- _Your assignment_
Please set down only the lines below starting with the line with "Expected: for every instance of the coarse" and going on through the line with "of the stone", verbatim and without pictures.

- _Available data_

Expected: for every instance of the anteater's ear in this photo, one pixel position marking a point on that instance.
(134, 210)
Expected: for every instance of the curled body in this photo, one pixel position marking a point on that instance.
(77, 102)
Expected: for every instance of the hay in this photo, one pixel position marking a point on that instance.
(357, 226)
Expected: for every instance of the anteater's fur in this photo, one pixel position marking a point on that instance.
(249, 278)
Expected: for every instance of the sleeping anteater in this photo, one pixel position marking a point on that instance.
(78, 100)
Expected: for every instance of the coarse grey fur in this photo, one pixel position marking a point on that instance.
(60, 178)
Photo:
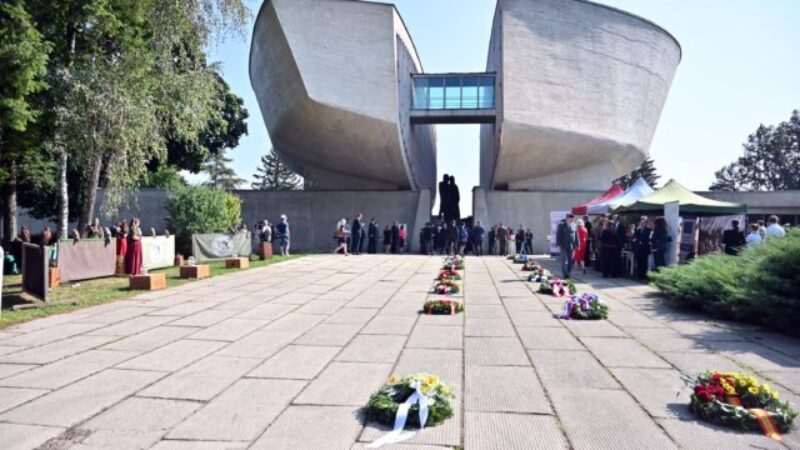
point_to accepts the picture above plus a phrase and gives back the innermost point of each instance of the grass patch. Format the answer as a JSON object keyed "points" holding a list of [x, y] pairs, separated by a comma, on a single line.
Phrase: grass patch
{"points": [[82, 294]]}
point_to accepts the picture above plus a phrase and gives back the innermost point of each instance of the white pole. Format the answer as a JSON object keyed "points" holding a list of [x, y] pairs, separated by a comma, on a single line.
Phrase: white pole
{"points": [[2, 264]]}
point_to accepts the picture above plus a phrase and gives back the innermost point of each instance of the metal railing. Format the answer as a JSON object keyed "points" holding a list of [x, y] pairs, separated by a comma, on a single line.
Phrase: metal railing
{"points": [[453, 91]]}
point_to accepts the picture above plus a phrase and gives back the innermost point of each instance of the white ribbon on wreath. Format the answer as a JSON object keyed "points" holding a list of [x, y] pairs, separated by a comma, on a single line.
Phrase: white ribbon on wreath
{"points": [[397, 434]]}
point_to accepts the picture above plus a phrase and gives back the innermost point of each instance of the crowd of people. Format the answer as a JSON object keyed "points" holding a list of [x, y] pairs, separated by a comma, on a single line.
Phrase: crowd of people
{"points": [[352, 237], [734, 239], [602, 243]]}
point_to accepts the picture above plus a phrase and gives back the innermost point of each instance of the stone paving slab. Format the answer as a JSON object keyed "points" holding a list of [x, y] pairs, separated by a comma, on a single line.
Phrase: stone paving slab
{"points": [[698, 435], [377, 348], [202, 380], [661, 392], [345, 383], [335, 428], [172, 357], [68, 370], [512, 431], [26, 437], [495, 352], [337, 334], [11, 396], [56, 350], [241, 413], [399, 325], [8, 370], [489, 327], [81, 400], [619, 352], [563, 369], [114, 428], [296, 362], [504, 389], [695, 363], [603, 419], [151, 339], [425, 336], [548, 338]]}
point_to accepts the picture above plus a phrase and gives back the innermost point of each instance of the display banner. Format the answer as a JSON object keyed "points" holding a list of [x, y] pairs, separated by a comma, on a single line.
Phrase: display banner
{"points": [[211, 247], [35, 270], [86, 259], [158, 252], [555, 218]]}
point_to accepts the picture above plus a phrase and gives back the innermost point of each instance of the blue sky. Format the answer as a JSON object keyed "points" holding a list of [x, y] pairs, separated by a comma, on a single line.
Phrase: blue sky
{"points": [[741, 60]]}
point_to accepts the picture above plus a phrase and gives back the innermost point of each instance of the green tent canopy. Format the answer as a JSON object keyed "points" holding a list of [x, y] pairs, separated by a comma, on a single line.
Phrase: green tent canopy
{"points": [[690, 203]]}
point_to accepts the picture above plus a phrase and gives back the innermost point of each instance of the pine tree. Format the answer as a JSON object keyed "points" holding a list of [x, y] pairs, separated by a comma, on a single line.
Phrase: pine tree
{"points": [[221, 176], [275, 175], [647, 171]]}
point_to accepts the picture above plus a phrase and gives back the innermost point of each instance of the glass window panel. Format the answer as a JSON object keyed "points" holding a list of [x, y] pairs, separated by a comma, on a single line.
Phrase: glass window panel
{"points": [[436, 93], [452, 93], [420, 93], [469, 93], [486, 93]]}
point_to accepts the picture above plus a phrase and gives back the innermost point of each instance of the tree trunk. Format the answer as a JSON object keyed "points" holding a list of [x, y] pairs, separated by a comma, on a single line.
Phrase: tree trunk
{"points": [[10, 205], [63, 193], [90, 193]]}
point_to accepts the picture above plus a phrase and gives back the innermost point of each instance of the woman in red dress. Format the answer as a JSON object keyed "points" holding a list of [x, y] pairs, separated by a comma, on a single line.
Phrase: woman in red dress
{"points": [[580, 250], [122, 247], [133, 257]]}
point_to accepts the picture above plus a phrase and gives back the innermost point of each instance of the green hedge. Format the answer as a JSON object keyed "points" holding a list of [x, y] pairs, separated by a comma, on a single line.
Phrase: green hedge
{"points": [[761, 285]]}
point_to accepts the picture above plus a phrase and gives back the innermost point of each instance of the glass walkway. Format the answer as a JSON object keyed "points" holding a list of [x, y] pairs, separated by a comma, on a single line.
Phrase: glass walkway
{"points": [[453, 98]]}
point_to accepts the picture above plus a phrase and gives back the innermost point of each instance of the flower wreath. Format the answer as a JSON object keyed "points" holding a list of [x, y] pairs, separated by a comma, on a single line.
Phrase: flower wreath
{"points": [[585, 307], [449, 274], [540, 276], [557, 287], [531, 266], [738, 400], [453, 263], [445, 287], [442, 307], [383, 404]]}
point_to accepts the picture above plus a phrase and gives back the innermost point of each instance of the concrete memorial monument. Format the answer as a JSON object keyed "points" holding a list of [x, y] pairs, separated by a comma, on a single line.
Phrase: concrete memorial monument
{"points": [[575, 89]]}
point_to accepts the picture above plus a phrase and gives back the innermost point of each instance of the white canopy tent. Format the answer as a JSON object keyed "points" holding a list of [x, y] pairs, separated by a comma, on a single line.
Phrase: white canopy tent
{"points": [[637, 190]]}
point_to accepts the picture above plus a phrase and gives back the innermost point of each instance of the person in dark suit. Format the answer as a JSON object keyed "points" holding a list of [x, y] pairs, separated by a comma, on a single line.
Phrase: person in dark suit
{"points": [[566, 239], [641, 247], [372, 235], [357, 234], [444, 196], [733, 239], [395, 238], [454, 200]]}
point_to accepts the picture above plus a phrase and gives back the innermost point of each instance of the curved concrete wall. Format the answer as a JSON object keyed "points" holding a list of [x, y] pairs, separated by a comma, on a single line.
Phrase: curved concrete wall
{"points": [[581, 87], [330, 76]]}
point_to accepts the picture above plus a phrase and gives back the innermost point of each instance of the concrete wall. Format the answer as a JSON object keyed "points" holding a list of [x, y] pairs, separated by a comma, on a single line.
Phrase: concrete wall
{"points": [[583, 86], [312, 214], [325, 73], [530, 209]]}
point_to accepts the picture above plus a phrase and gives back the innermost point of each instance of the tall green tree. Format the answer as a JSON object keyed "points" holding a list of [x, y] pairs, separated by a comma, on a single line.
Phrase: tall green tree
{"points": [[23, 64], [142, 55], [275, 175], [647, 171], [221, 175], [771, 160]]}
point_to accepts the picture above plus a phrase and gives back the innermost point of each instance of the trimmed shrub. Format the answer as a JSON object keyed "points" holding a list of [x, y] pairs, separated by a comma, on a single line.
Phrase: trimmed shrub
{"points": [[197, 210], [761, 285]]}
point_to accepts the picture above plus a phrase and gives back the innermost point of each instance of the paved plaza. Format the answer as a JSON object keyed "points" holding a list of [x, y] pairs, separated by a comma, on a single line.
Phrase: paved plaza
{"points": [[284, 356]]}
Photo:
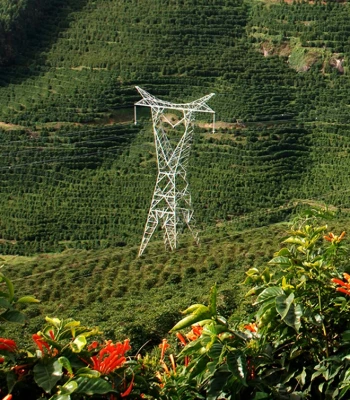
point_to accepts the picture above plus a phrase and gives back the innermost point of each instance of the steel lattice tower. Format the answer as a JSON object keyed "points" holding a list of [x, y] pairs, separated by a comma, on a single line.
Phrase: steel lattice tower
{"points": [[171, 202]]}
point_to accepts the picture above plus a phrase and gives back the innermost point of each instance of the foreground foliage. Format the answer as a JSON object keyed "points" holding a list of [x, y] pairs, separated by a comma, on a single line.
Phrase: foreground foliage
{"points": [[293, 345]]}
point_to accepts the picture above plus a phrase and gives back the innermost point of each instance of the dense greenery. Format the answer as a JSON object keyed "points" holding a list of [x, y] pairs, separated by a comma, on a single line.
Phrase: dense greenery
{"points": [[293, 343], [66, 108]]}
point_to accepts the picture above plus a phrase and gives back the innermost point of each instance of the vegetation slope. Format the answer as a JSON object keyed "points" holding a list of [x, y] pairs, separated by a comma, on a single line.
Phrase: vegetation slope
{"points": [[77, 174]]}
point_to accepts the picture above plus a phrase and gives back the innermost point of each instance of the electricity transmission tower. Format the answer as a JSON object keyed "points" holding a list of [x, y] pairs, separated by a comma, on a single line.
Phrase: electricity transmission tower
{"points": [[171, 202]]}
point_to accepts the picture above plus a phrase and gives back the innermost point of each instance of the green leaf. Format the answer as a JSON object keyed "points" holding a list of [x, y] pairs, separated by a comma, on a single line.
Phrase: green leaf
{"points": [[60, 397], [78, 344], [11, 380], [10, 287], [283, 304], [237, 363], [87, 372], [284, 252], [28, 299], [91, 386], [294, 240], [53, 321], [269, 293], [192, 309], [13, 316], [212, 300], [4, 303], [215, 350], [66, 364], [47, 373], [280, 260], [199, 315], [198, 366], [261, 396], [69, 387]]}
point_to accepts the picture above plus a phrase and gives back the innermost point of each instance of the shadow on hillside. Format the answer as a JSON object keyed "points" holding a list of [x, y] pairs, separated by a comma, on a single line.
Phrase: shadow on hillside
{"points": [[31, 56]]}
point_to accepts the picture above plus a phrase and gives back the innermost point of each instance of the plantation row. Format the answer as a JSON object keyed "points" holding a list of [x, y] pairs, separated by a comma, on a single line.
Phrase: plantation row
{"points": [[92, 189]]}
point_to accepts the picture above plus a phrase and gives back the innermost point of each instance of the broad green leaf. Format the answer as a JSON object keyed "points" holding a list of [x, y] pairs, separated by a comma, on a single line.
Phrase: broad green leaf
{"points": [[295, 240], [28, 299], [53, 321], [66, 364], [9, 285], [215, 350], [47, 373], [199, 315], [4, 303], [283, 304], [72, 325], [60, 397], [293, 316], [78, 344], [13, 316], [266, 308], [212, 300], [198, 366], [91, 386], [192, 309], [87, 372], [280, 260], [11, 380], [237, 363], [269, 293], [284, 252], [261, 396], [69, 387], [302, 377]]}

- _Response to the task_
Expected: for every instance of the coarse grey fur in this photo, one pixel position marking a point on that instance.
(60, 178)
Photo:
point_to accepts the picture above plus a phrase and gives back the innermost point of each instance of the grass patch. Format the answer as a JSON object keyed "points" holding a list of [x, y] pairs, separated by a comma, on a single line.
Phrase: grass patch
{"points": [[82, 294]]}
point_to accepts the picture above plus a phrase and gives back the innermost point of each instance of the white pole. Format the answer as a JSON object keyed "points" holding a list of [x, y] pairs, separated by a comma, on a single line.
Phrase: white pole
{"points": [[2, 264]]}
point_to accepts the picture above plus a phrase and gives back the innermost point of each instance of the metal railing. Format the answer as a JSON object keyed "points" holding a list of [x, y] pairs, separated by a comma, on a single line.
Phrase: metal railing
{"points": [[453, 91]]}
point_to accepts the picture above plus a phrase and gives back the innermost point of each instance of the white ribbon on wreath. Format the answer as a JSON object keyed "points" holding a list of [x, y] pairs, separated by a comma, on a single line.
Phrase: white ribbon on wreath
{"points": [[397, 434]]}
point_to accepts the picture above plus a phrase and gives back the innermost point of each instance of the crowd of people. Format the answer as a JSON object keyed "points" holding a list of [x, y] pairs, separated by a comma, on a single line.
Phrase: crowd of people
{"points": [[352, 237], [734, 239], [602, 243]]}
point_to accepts the picture above plus a phrase and gives back the innermost point of each instance of the stone paving slab. Format the answer as a JSON object keyed "points" holding a list of [x, y] pairs, separated by a comma, on a single line.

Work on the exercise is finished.